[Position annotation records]
_____

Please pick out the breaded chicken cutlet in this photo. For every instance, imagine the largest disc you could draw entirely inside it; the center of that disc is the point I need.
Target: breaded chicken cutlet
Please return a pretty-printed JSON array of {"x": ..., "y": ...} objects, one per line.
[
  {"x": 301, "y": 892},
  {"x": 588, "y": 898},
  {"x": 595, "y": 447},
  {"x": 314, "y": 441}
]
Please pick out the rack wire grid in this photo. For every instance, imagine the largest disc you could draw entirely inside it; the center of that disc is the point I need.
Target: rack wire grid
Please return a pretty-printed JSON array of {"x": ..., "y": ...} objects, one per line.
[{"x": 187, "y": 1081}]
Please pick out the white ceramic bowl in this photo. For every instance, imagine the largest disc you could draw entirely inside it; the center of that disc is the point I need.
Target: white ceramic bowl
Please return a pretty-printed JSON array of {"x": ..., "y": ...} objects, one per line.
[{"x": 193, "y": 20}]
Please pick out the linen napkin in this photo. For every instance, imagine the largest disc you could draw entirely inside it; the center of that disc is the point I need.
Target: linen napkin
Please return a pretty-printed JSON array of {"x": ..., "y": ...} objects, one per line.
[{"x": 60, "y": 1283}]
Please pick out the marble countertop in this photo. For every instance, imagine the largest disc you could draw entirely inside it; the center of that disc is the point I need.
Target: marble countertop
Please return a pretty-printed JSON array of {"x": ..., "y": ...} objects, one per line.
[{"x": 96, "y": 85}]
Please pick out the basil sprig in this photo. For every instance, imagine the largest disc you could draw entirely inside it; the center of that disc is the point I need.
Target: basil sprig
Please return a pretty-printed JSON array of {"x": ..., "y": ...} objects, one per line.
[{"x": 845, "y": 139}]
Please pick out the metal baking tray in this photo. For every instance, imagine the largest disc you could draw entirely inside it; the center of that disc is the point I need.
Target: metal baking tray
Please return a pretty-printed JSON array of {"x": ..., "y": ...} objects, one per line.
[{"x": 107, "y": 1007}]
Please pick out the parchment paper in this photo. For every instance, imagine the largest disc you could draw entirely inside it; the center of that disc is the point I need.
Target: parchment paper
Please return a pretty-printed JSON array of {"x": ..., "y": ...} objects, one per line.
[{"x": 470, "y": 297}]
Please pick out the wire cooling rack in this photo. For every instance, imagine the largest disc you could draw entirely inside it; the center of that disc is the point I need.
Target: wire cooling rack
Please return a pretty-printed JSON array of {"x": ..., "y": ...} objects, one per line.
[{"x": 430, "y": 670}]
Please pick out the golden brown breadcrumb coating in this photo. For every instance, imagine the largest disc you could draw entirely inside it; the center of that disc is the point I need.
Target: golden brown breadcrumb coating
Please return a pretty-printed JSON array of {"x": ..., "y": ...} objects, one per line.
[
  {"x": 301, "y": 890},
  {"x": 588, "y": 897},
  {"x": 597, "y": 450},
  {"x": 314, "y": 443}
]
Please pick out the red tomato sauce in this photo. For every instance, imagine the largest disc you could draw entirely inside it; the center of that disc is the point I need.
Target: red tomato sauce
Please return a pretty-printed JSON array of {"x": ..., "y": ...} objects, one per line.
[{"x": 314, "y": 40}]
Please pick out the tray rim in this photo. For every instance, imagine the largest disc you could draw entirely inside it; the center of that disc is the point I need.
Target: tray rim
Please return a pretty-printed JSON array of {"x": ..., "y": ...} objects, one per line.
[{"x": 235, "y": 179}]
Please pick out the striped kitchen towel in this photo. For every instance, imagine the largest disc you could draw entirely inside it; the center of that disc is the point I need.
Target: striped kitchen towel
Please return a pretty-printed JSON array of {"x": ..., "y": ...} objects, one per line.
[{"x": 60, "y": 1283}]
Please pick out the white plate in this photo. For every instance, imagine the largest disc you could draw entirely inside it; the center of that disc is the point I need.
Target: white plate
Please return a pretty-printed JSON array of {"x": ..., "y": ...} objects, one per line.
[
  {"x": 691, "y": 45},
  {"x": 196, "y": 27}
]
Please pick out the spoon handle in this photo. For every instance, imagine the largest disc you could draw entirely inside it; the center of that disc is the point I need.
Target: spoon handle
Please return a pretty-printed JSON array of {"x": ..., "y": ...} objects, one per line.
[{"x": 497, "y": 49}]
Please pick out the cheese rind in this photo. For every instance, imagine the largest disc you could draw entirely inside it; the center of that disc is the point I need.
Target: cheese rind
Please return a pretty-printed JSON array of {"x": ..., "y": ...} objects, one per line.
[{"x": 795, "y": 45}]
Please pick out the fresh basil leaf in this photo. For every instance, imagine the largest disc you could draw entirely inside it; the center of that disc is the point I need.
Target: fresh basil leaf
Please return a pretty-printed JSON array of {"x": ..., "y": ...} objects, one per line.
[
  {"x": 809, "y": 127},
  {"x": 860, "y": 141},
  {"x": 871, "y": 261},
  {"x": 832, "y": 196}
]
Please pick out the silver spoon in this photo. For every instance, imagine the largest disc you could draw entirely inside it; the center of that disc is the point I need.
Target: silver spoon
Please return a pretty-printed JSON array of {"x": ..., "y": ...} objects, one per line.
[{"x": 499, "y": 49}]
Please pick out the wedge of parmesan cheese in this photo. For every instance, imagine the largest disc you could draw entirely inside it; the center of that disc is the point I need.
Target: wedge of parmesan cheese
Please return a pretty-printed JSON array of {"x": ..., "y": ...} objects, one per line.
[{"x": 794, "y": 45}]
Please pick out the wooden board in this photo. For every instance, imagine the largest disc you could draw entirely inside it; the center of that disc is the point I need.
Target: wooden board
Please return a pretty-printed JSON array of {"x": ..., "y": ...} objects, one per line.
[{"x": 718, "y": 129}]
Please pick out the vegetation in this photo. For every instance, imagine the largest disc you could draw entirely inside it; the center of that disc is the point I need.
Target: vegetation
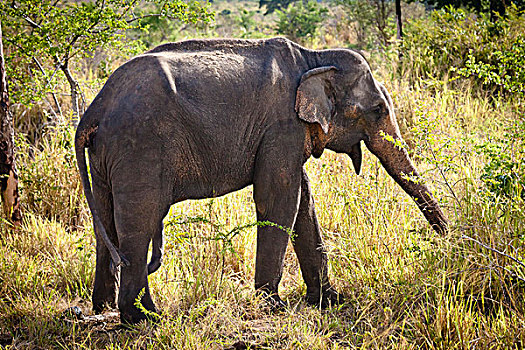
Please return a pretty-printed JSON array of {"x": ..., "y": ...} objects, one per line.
[{"x": 459, "y": 94}]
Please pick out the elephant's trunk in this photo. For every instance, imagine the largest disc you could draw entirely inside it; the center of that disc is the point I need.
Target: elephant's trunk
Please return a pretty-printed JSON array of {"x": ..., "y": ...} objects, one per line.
[{"x": 396, "y": 161}]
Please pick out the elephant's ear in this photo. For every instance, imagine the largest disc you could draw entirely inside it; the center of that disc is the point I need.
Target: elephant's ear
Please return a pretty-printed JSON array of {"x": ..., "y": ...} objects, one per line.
[{"x": 314, "y": 102}]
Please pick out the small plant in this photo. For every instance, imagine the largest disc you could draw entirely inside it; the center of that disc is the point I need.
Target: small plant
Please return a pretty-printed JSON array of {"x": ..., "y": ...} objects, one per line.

_____

The task:
Make an exact copy of the data, leaving its pictures out.

Written response:
Please pick out the breaded chicken cutlet in this photo. For every instance, imagine the largest disc you could draw entirely inside it; the center of that disc is the point I need.
Target: breaded chicken cutlet
Please return a pretty-printed JSON array of {"x": ..., "y": ...} objects, one per line.
[
  {"x": 301, "y": 892},
  {"x": 588, "y": 898},
  {"x": 595, "y": 447},
  {"x": 314, "y": 441}
]
Please pick out the rack wire grid in this photo. For every instance, imagine the largest disc you could draw entirely inside it; the center of that disc is the point I need.
Target: rack wire grid
Please return a pretty-printed JSON array of {"x": ..., "y": ...} objects, one per line.
[{"x": 187, "y": 1081}]
Please pick out the white ceramic bowl in this photo. For every instance, imagine the largest disc you could draw entirely inside it; the center of that disc is the point I need.
Target: white ceramic bowl
Please return a pretty-printed JSON array of {"x": ..., "y": ...} objects, one per line.
[{"x": 193, "y": 20}]
Please pick out the linen napkin in this photo. For every instance, imagine the largest disc you could draw entirely inside it; the center of that disc is the point I need.
Target: linen napkin
Please return a pretty-printed JSON array of {"x": ..., "y": ...} objects, one per line.
[{"x": 60, "y": 1283}]
Please pick out the marble countertop in this photo. For every instance, imagine the largest disc you could draw entirely inside it; the center of that disc is the point I need.
Target: marble countertop
Please return a pretty-printed JSON array of {"x": ..., "y": ...} objects, one per line.
[{"x": 96, "y": 85}]
Please pick out the basil sprig in this photo. For every instance, imagine the largest disc you could draw entirely inside it; the center of that disc is the point I need.
Target: basil sprig
Please return a pretty-printed JSON array of {"x": ..., "y": ...} objects, one per line.
[{"x": 845, "y": 139}]
Please pick out the metal baking tray in this photo. For every instance, imagine the largest disc you could draw entirely inside it; the center of that disc is the point I need.
Target: metal baking tray
Please return a pretty-printed JSON array of {"x": ..., "y": ...} objects, one per line.
[{"x": 107, "y": 1007}]
Please pick out the parchment paper in this photo. For every instance, imagine the largest disc you could draw entirely inside it; the center of that disc is the point I need.
Target: parchment paper
Please return a pretty-printed JSON array of {"x": ..., "y": ...} objects, one per line.
[{"x": 470, "y": 297}]
Please pick out the wire cooling rack in this photo. For every instance, imagine the largest disc you could draw entirely inside it; the center of that disc is the point I need.
Target: wire cooling rack
Please return a pretty-printed JSON array of {"x": ..., "y": ...} objects, one per line.
[{"x": 430, "y": 670}]
Please pick out the golden brown breadcrumb coating in this photo. For every instance, imagine the largest disc you could draw entirely inside it; the center of that disc is the point I need.
Target: golden brown breadcrumb coating
Please return a pretty-printed JSON array of {"x": ..., "y": ...} objects, one per line.
[
  {"x": 301, "y": 890},
  {"x": 588, "y": 897},
  {"x": 597, "y": 450},
  {"x": 314, "y": 443}
]
Please pick out the red tomato sauce in this photo. For every instance, imagine the largest disc you could draw entirely inside it; the center of that disc is the point I need.
Target: red tomato sauce
Please return a pretty-printed JSON array of {"x": ..., "y": ...} objects, one per line.
[{"x": 314, "y": 40}]
Please pick out the tray rim in this photo. For every instance, imagine the largest disc you could draw entirely inside it; the center of that disc is the point I need.
Target: tray rim
Please return a pretty-printed JSON array of {"x": ..., "y": ...} objects, one per line.
[{"x": 235, "y": 179}]
Please pick out the striped kitchen towel in this photo. For every instance, imagine the largest disc you could draw entirely inside it; the center of that disc is the point I need.
Target: striped kitchen towel
Please return a pretty-printed JSON array of {"x": ..., "y": ...} objects, one per line.
[{"x": 60, "y": 1283}]
Please pick out the white plate in this photo. For every instance, imagine the largest disc you could draw entirely inside it; the center of that disc is the point I need.
Target: white plate
Please return a pretty-printed JSON array of {"x": ..., "y": ...} objects, one per line.
[
  {"x": 691, "y": 45},
  {"x": 196, "y": 27}
]
Please pick out the spoon handle in this photo. For every instance, imagine the largest disc you could draw entirely inside it; the center of that disc is the point I need.
Target: spoon handle
Please return a pretty-printed JSON array of {"x": ..., "y": ...} objects, one per line.
[{"x": 497, "y": 49}]
Please pick out the cheese rind in this photo. For every instance, imagine the largest disc you could draw entirely inside it; the center of that disc is the point I need.
Target: cheese rind
Please return a pretty-printed JSON array of {"x": ..., "y": ...} objects, one per line.
[{"x": 795, "y": 45}]
Please pick out the fresh basil leaf in this photo. For every instance, imagine the largest disc you could draw entirely inside it; the center of that disc is the point I need.
Target: fresh basil leaf
Please return a pretty-printed JSON array of {"x": ..., "y": ...} objects, one per line.
[
  {"x": 809, "y": 127},
  {"x": 860, "y": 141},
  {"x": 871, "y": 261},
  {"x": 832, "y": 196}
]
Please pick out the silver spoon in this photo. For every instance, imagine the largest disc you could draw entirely inside it; the center of that disc is the point I need.
Target: silver spoon
Please return a pretty-printed JSON array of {"x": ..., "y": ...} objects, one per line.
[{"x": 499, "y": 49}]
Please pick out the wedge of parmesan cheese in this photo. For every instance, imagine the largest disc you could draw entirely inside it; the center of that disc is the point I need.
Target: wedge of parmesan cheese
Please return a pretty-printed JSON array of {"x": ..., "y": ...} objects, one per line.
[{"x": 794, "y": 45}]
Please pick out the wooden board in this photo. For every instance, imagine the largest disc you could draw entirely inside it; the center of that disc is the point I need.
Target: wooden board
Please return a pretty-printed JSON array of {"x": ..., "y": ...} objects, one per line.
[{"x": 718, "y": 129}]
Please pick out the vegetation in this photo. For every instance, imagine the largest disc you could draw entirely inside it; the center of that disc is the point I need.
Target: vegetation
Please return a pretty-printed JSON array of {"x": ..., "y": ...} objects, one per line.
[{"x": 459, "y": 94}]
Please pick out the elephant's trunk in this photo. For every instance, imagine the largest disc you could draw entirely inside it; the center of that disc is the point I need.
Target: elephant's trunk
Please return a pretty-printed JSON array of {"x": ..., "y": ...} objects, one per line.
[{"x": 396, "y": 161}]
Please pick out the elephant's ear in this photo. For every instance, imagine the largest disc you could draw entirely inside it; the center of that disc is the point I need.
Target: elephant's ear
Please return a pretty-printed JSON array of {"x": ..., "y": ...} objects, one per line.
[{"x": 314, "y": 102}]
Please pick out the small plant in this photo. For every instance, imagine the largest disc you could draw entirely inside it; the center of that disc is the point I need.
Target: small plant
Please return a pretty-printed JSON array of {"x": ..., "y": ...} objects, one per line.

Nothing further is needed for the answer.